Point annotations for photos
====================

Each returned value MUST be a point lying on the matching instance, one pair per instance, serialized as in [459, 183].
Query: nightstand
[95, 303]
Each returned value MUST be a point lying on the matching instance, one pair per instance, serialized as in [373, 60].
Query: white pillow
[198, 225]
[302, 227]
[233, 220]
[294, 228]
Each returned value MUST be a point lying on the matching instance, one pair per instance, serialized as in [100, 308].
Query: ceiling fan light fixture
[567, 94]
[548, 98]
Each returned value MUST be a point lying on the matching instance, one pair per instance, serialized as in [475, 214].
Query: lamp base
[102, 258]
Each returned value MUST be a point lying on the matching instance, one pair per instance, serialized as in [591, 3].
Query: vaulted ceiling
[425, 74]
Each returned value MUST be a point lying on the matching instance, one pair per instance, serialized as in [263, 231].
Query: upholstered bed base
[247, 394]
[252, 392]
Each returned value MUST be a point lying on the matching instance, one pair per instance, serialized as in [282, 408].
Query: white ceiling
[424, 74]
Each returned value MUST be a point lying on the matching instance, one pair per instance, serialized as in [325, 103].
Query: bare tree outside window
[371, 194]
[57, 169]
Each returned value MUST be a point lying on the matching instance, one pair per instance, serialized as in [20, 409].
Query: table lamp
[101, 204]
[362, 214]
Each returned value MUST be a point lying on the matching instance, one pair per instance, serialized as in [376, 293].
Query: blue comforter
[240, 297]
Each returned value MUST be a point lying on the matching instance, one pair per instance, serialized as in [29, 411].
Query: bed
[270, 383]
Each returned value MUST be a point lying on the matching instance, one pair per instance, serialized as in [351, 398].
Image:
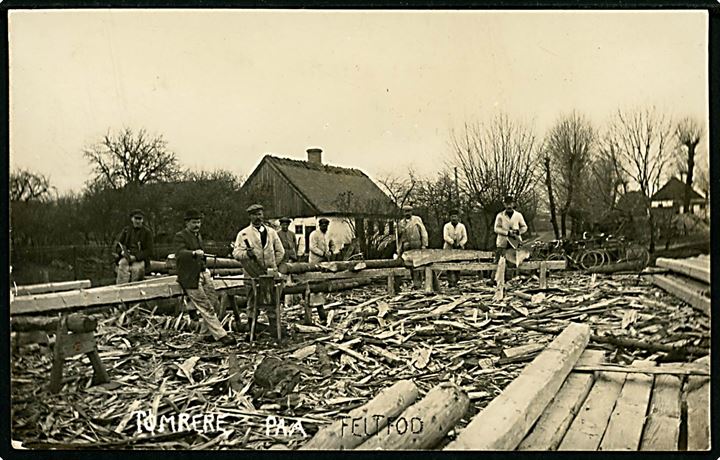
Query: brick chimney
[314, 155]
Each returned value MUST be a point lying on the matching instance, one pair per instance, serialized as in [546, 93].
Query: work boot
[228, 340]
[321, 314]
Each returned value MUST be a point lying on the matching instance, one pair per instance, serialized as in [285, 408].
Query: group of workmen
[261, 250]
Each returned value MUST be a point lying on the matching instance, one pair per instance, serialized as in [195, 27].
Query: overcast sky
[379, 91]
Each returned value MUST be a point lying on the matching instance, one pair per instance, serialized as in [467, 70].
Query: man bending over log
[259, 249]
[132, 248]
[194, 277]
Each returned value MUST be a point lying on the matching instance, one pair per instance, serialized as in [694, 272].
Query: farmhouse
[672, 195]
[308, 190]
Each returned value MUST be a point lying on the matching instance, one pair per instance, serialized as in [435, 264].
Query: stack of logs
[687, 279]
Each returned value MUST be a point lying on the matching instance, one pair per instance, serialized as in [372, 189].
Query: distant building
[308, 190]
[672, 196]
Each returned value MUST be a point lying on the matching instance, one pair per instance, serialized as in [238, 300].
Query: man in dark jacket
[133, 248]
[195, 278]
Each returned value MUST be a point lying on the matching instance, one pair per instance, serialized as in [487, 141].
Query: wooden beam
[363, 274]
[480, 266]
[504, 423]
[625, 426]
[683, 291]
[698, 269]
[105, 295]
[543, 275]
[75, 323]
[662, 428]
[391, 285]
[559, 414]
[500, 280]
[429, 276]
[586, 430]
[698, 413]
[363, 422]
[663, 370]
[422, 257]
[333, 267]
[424, 424]
[31, 289]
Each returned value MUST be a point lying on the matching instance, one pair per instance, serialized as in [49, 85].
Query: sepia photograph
[322, 230]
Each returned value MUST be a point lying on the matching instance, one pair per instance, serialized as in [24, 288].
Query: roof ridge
[318, 167]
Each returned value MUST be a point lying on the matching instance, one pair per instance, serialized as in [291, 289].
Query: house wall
[270, 188]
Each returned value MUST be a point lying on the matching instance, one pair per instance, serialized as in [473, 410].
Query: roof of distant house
[674, 189]
[333, 189]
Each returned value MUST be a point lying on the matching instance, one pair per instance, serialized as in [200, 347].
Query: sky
[379, 91]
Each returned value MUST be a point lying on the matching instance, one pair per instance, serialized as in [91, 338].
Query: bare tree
[398, 188]
[688, 133]
[642, 139]
[494, 160]
[570, 145]
[29, 186]
[128, 158]
[547, 168]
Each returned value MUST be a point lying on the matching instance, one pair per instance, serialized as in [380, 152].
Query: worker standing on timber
[321, 246]
[287, 238]
[321, 250]
[132, 249]
[509, 226]
[455, 236]
[259, 249]
[412, 235]
[194, 277]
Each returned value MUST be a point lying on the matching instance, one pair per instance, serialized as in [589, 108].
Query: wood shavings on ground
[264, 396]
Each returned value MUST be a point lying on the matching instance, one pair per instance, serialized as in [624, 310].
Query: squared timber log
[504, 423]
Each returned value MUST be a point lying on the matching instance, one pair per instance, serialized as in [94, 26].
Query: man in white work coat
[321, 250]
[259, 249]
[509, 226]
[455, 237]
[412, 235]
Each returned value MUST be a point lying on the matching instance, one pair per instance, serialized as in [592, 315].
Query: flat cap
[254, 207]
[192, 214]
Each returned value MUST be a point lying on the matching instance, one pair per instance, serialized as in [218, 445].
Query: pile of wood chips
[158, 363]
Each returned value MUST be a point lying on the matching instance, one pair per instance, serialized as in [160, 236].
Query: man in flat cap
[509, 226]
[287, 238]
[321, 246]
[132, 249]
[321, 250]
[194, 277]
[455, 236]
[259, 249]
[412, 235]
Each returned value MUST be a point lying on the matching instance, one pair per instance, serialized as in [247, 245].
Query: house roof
[332, 189]
[632, 202]
[674, 189]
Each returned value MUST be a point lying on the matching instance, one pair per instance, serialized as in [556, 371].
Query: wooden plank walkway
[624, 408]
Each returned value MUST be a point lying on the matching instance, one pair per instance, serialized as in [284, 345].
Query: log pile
[689, 280]
[461, 339]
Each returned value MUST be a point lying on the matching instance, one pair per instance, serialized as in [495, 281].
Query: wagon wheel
[555, 256]
[592, 259]
[638, 253]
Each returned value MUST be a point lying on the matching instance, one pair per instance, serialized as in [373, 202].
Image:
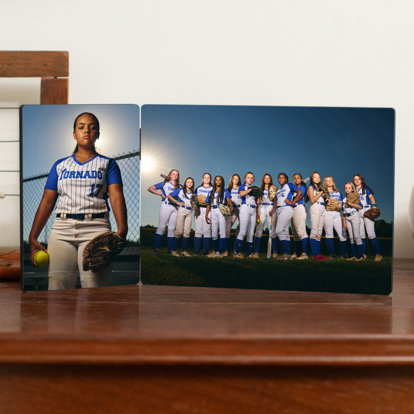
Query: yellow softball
[41, 258]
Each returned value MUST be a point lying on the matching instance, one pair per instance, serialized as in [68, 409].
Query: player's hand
[34, 247]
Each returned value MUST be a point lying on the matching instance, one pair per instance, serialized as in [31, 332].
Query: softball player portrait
[202, 233]
[182, 197]
[168, 211]
[284, 211]
[264, 207]
[352, 223]
[247, 217]
[367, 200]
[333, 219]
[219, 195]
[317, 215]
[233, 189]
[81, 184]
[298, 223]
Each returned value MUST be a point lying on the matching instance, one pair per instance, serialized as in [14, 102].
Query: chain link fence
[129, 164]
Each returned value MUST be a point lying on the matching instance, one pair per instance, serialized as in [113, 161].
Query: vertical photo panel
[81, 195]
[291, 198]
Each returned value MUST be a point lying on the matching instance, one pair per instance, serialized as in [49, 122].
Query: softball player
[299, 218]
[284, 211]
[247, 217]
[84, 180]
[182, 197]
[264, 207]
[366, 197]
[236, 199]
[168, 211]
[352, 223]
[202, 228]
[218, 195]
[317, 215]
[333, 220]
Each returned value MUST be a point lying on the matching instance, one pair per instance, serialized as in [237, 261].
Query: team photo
[269, 192]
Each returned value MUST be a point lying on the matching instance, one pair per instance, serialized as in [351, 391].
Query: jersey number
[95, 191]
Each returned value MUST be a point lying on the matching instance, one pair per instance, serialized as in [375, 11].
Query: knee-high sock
[197, 244]
[215, 245]
[353, 250]
[285, 246]
[364, 246]
[170, 244]
[157, 242]
[305, 245]
[238, 245]
[375, 245]
[360, 250]
[330, 245]
[257, 244]
[314, 247]
[206, 244]
[274, 245]
[222, 245]
[344, 250]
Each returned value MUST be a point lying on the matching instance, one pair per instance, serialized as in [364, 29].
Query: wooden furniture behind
[165, 349]
[51, 67]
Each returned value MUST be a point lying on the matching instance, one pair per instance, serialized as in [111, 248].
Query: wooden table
[163, 349]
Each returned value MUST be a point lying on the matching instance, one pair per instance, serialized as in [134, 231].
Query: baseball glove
[225, 210]
[352, 198]
[333, 205]
[201, 199]
[272, 192]
[372, 213]
[101, 251]
[194, 202]
[256, 192]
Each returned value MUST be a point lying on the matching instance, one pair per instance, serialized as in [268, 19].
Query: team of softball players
[250, 214]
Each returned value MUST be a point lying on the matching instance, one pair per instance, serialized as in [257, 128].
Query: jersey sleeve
[51, 183]
[113, 173]
[175, 193]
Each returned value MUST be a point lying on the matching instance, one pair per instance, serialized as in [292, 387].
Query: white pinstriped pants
[67, 241]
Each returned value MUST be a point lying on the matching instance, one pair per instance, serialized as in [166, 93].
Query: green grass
[336, 275]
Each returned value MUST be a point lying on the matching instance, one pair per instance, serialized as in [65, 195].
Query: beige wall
[296, 52]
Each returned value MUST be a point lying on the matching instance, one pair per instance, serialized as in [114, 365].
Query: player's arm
[153, 190]
[42, 215]
[208, 211]
[313, 198]
[116, 197]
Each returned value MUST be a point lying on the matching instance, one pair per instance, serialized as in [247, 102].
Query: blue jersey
[248, 199]
[83, 187]
[180, 196]
[285, 193]
[295, 189]
[363, 198]
[203, 191]
[215, 199]
[236, 197]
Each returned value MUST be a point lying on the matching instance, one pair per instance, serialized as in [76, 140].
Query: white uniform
[353, 222]
[284, 215]
[317, 218]
[333, 220]
[230, 220]
[82, 212]
[265, 208]
[184, 216]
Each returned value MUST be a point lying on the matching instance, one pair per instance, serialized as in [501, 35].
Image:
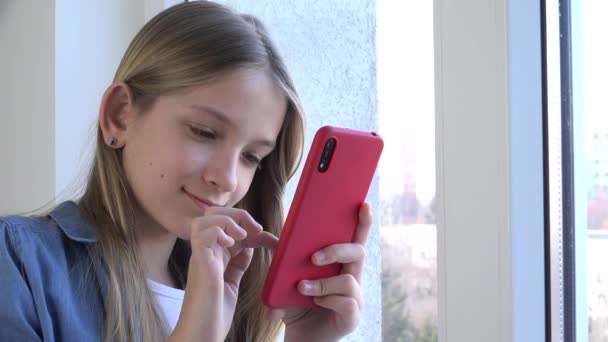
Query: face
[201, 147]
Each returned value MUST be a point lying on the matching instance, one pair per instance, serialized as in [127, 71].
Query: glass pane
[407, 170]
[593, 73]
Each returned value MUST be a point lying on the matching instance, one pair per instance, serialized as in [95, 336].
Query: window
[578, 148]
[407, 170]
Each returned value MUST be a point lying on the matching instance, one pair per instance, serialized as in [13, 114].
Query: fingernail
[309, 287]
[320, 258]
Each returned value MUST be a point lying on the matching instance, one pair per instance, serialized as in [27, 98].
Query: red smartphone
[325, 210]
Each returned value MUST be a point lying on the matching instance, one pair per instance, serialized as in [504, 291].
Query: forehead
[247, 100]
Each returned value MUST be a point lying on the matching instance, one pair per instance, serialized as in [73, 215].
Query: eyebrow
[219, 116]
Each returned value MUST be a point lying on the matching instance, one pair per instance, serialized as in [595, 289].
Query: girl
[198, 136]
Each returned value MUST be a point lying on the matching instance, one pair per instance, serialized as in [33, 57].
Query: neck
[155, 246]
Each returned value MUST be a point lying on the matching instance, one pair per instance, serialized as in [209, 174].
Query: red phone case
[324, 211]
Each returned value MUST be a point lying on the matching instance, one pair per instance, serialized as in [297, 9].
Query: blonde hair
[187, 45]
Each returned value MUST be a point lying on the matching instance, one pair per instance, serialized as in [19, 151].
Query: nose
[221, 171]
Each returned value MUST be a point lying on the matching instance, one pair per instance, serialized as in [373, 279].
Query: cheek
[245, 180]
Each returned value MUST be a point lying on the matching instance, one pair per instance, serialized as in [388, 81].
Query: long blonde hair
[187, 45]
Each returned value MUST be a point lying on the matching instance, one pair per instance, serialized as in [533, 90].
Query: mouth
[199, 202]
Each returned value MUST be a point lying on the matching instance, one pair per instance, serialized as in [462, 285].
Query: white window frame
[489, 170]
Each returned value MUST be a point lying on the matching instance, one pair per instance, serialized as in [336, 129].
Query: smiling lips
[199, 202]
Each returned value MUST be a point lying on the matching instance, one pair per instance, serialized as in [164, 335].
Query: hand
[222, 244]
[339, 297]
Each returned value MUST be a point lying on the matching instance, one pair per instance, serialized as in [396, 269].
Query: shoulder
[44, 263]
[66, 221]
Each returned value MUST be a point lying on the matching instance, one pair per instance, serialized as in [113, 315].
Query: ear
[116, 111]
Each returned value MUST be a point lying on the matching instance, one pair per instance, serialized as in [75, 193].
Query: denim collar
[73, 222]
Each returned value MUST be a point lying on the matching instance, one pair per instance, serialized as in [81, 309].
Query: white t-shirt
[170, 301]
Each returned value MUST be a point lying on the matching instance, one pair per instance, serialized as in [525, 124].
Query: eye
[203, 132]
[252, 159]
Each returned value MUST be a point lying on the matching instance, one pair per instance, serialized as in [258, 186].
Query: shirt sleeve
[18, 318]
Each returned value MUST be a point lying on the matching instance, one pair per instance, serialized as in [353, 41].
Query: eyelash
[249, 158]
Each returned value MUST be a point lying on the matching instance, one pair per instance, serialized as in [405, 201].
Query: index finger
[361, 234]
[261, 239]
[240, 216]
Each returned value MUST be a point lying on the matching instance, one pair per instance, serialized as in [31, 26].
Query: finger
[240, 216]
[343, 285]
[275, 314]
[237, 266]
[361, 234]
[224, 222]
[340, 253]
[346, 309]
[261, 239]
[364, 225]
[206, 238]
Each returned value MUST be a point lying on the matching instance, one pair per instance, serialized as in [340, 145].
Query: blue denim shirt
[48, 288]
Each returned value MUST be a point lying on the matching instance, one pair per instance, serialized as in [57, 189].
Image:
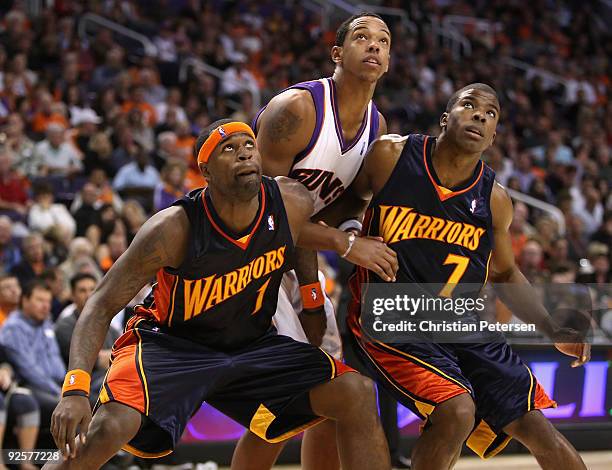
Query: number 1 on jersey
[260, 293]
[462, 264]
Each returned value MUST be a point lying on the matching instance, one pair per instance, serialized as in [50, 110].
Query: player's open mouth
[371, 60]
[251, 170]
[474, 130]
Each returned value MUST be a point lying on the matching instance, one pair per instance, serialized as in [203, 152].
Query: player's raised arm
[374, 174]
[159, 243]
[368, 252]
[284, 130]
[516, 291]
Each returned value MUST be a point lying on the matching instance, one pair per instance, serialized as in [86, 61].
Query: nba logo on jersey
[476, 205]
[313, 293]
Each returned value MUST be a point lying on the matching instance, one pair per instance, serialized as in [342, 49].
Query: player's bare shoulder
[289, 116]
[298, 202]
[380, 161]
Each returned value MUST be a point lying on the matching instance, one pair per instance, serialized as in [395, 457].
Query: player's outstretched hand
[571, 343]
[71, 413]
[372, 253]
[314, 322]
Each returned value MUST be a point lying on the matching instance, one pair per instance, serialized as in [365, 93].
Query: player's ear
[443, 120]
[204, 170]
[336, 54]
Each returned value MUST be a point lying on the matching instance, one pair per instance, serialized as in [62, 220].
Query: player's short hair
[31, 286]
[472, 86]
[74, 280]
[205, 133]
[344, 27]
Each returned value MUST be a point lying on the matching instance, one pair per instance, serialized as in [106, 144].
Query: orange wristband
[76, 380]
[312, 295]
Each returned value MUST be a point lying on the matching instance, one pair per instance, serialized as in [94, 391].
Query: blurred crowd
[96, 134]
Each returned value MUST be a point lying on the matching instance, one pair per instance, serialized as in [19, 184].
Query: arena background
[102, 84]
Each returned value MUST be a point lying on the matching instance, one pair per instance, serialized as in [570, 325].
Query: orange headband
[220, 133]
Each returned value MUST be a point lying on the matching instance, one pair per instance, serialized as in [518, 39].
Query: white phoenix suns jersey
[328, 165]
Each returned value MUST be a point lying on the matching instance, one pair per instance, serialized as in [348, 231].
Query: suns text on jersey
[399, 223]
[202, 294]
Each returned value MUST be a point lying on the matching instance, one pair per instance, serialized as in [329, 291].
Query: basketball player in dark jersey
[318, 132]
[436, 203]
[219, 255]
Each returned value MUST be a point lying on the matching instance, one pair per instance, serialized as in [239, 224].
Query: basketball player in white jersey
[318, 132]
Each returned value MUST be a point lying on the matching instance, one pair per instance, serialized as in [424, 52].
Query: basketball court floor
[594, 461]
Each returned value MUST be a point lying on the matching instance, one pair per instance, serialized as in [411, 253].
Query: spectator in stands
[46, 215]
[603, 235]
[106, 193]
[599, 258]
[53, 277]
[47, 114]
[86, 122]
[138, 178]
[59, 156]
[172, 186]
[531, 261]
[10, 254]
[104, 75]
[19, 408]
[167, 149]
[13, 187]
[111, 251]
[82, 286]
[80, 260]
[139, 102]
[133, 217]
[33, 263]
[173, 101]
[10, 293]
[21, 146]
[86, 209]
[25, 79]
[31, 347]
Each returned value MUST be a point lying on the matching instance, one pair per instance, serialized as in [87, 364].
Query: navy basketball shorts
[424, 375]
[263, 386]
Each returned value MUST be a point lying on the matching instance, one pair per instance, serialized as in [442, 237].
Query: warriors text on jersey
[328, 165]
[440, 235]
[225, 293]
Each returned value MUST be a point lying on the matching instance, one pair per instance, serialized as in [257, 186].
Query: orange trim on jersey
[124, 381]
[172, 300]
[145, 455]
[163, 295]
[239, 243]
[416, 375]
[445, 193]
[538, 399]
[487, 271]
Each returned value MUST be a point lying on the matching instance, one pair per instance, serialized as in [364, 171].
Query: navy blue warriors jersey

====================

■ What the task asks:
Give back, exactly as written, the lines from the one with "in [87, 364]." to the last line.

■ Answer in full:
Each returned value MUST be a point lying on the matching instance, one pair per instance, serialized as in [87, 364].
Query: navy basketball shorts
[424, 375]
[263, 386]
Each returned value MUST be a point lying on the matching instance, one pair per instance, serialized as in [442, 237].
Query: warriors text on jersey
[328, 165]
[440, 235]
[225, 293]
Each returned value MUST be a point lying on the matching instance, one pair per instance, serialized as in [257, 186].
Query: orange trim on jersey
[124, 381]
[172, 300]
[145, 455]
[163, 295]
[239, 243]
[416, 375]
[445, 193]
[538, 399]
[487, 271]
Each returned value MUST be a point lying on the matching instance, one pair per instance, serialized as in [364, 171].
Query: navy blue warriors jersey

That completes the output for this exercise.